• **What to produce**
Write out all of the data exactly as it appears.

• **Given data**
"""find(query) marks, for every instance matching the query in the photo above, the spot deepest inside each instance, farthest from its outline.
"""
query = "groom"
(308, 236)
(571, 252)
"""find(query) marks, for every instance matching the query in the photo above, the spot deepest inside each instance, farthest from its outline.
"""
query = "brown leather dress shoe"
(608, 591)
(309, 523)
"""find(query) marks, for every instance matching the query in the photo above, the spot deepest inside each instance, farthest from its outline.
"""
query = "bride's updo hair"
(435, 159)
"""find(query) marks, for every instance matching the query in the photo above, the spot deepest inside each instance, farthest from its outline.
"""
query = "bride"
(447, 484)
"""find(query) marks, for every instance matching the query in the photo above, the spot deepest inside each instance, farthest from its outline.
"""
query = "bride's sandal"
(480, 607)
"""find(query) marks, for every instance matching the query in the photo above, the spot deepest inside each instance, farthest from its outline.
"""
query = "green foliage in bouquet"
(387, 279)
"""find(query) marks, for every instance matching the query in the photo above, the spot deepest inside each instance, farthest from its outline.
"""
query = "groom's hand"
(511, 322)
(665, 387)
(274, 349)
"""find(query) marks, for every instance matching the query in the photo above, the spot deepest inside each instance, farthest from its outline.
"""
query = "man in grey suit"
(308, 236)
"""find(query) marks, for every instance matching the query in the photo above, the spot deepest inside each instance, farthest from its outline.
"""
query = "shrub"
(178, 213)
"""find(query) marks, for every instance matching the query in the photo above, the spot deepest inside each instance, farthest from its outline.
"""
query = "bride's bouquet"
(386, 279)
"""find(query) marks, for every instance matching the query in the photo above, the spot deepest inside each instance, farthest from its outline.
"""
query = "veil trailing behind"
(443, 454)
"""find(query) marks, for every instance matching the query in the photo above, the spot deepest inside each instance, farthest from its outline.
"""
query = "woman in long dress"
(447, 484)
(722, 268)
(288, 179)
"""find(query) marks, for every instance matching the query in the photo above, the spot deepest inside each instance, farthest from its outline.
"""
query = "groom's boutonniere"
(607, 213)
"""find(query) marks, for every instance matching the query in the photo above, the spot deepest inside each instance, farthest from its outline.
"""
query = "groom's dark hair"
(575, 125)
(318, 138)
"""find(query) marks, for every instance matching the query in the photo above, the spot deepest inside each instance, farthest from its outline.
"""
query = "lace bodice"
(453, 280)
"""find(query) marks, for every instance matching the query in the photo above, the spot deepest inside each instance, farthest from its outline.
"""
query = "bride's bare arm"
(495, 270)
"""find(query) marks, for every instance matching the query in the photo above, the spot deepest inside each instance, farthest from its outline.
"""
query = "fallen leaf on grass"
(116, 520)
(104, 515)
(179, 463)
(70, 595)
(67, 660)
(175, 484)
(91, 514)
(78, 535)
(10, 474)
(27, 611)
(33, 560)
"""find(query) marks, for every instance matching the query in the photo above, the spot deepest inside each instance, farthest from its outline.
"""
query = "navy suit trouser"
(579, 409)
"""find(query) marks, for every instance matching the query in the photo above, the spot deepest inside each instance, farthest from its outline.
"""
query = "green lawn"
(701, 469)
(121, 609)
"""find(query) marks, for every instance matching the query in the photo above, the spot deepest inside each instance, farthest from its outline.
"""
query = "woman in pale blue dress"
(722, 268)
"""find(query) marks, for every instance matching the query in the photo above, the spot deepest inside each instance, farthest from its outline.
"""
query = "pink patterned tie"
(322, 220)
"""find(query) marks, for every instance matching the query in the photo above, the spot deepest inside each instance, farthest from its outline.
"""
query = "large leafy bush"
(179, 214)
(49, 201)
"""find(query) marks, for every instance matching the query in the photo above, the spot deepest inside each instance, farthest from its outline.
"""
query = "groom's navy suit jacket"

• **Output of the exercise**
"""find(query) marks, for every instance matching the query in the photo above, the spot deepest inside each instance, farthest from its outline.
"""
query = "groom"
(308, 236)
(571, 252)
"""find(query) marks, for every instance matching the query in the photo above, the spot deepest inside each instance, farthest from its outline.
"""
query = "brown leather dress shoe"
(608, 591)
(309, 523)
"""find(query) marks, for every instance matching the query in the photo above, the spot deepest inside each instance, farthest from its outline.
"""
query = "bride's updo hair"
(435, 159)
"""find(query) marks, for every instance matching the query in the photo above, the spot deepest inside each instance, farthest from its outline.
"""
query = "bride"
(447, 484)
"""find(query) marks, for every instance matching the query in the photo above, the spot deepest inside each instance, farthest from its outline.
"""
query = "bride's sandal"
(480, 607)
"""find(query) marks, for every instance matching the query in the photo above, the spot deepest inside each instance, farthest from its outline.
"""
query = "green foliage in bouquet"
(387, 279)
"""find(query) marks, for every instance matching the query in the photo above, the spot deepest inside each instance, farthest from its outline.
"""
query = "groom's hand"
(511, 322)
(665, 387)
(274, 349)
"""find(query) marks, for every instance matching the query in the photo above, the spot deepest inside each instance, farthest from its outline.
"""
query = "man in grey suit"
(308, 236)
"""find(query) marks, for every instance matching the query in the photo above, the spot deepest inside each instance, farthest from its outline.
"""
query = "shrub"
(178, 213)
"""find(query) marks, for every instance matching the query in the photo above, the spot deepest inside each instance, farthest from its outline.
"""
query = "bride's bouquet"
(386, 279)
"""find(query) marks, for every instance matching the query in the photo above, the spot deepest inside each instance, farthest from its outline.
"""
query = "veil trailing behind"
(443, 454)
"""find(query) marks, for every instance matching the query in the photo above, the spot deepest inside each instance, farthest from its outline.
"""
query = "woman in long dress"
(447, 484)
(722, 268)
(288, 179)
"""find(query) marks, for every instance matching the query in the photo above, the spot deepest inside each instance, farthest from its outline.
"""
query = "groom's boutonniere"
(607, 213)
"""find(query) marks, for every instance matching the query in the photo above, the spot deepest inside each instance, farthest from its outline.
"""
query = "groom's dark hair"
(575, 125)
(318, 138)
"""find(query) marks, for every instance matching the query in the photo above, the spot deepest inside each instance, farthest from its outline.
"""
query = "lace bodice"
(453, 280)
"""find(query) marks, for every instance matching the query in the photo above, the spot deepest inside each instance, farthest from its outline.
"""
query = "bride's bare arm"
(495, 270)
"""find(query) marks, for every instance matching the query in the photo above, the spot deepest inside each instance, farthest from its outline.
"""
query = "fallen leaf on grass"
(116, 520)
(104, 515)
(179, 463)
(70, 595)
(67, 660)
(175, 484)
(91, 514)
(78, 535)
(10, 474)
(27, 611)
(33, 560)
"""find(query) marks, for every instance matching the query in the photo above, the spot deepest inside each instance, farthest from its outline.
"""
query = "navy suit trouser"
(579, 409)
"""find(query) marks, for every instance matching the query in the photo above, the spot deepest inside each instance, farthest from its outline.
"""
query = "green lawn"
(701, 469)
(121, 609)
"""find(query) marks, for every instance matching the query in the photo above, the spot deepest inside each instance, farthest from its outline.
"""
query = "woman in pale blue dress"
(722, 268)
"""find(query) marks, for every instance matching the query in the photo above, the spot deepest inside each instance, farthest from its outline.
"""
query = "pink patterned tie"
(322, 220)
"""find(query) marks, for every instance matching the query in the photo above, the spot deepest inside each instance, farthest from its outline.
"""
query = "large leafy bush"
(179, 214)
(49, 201)
"""find(query) marks, for every instance matching the query in the photo above, the spot deepest inside each instance, farthest from its outline.
"""
query = "groom's navy suit jacket"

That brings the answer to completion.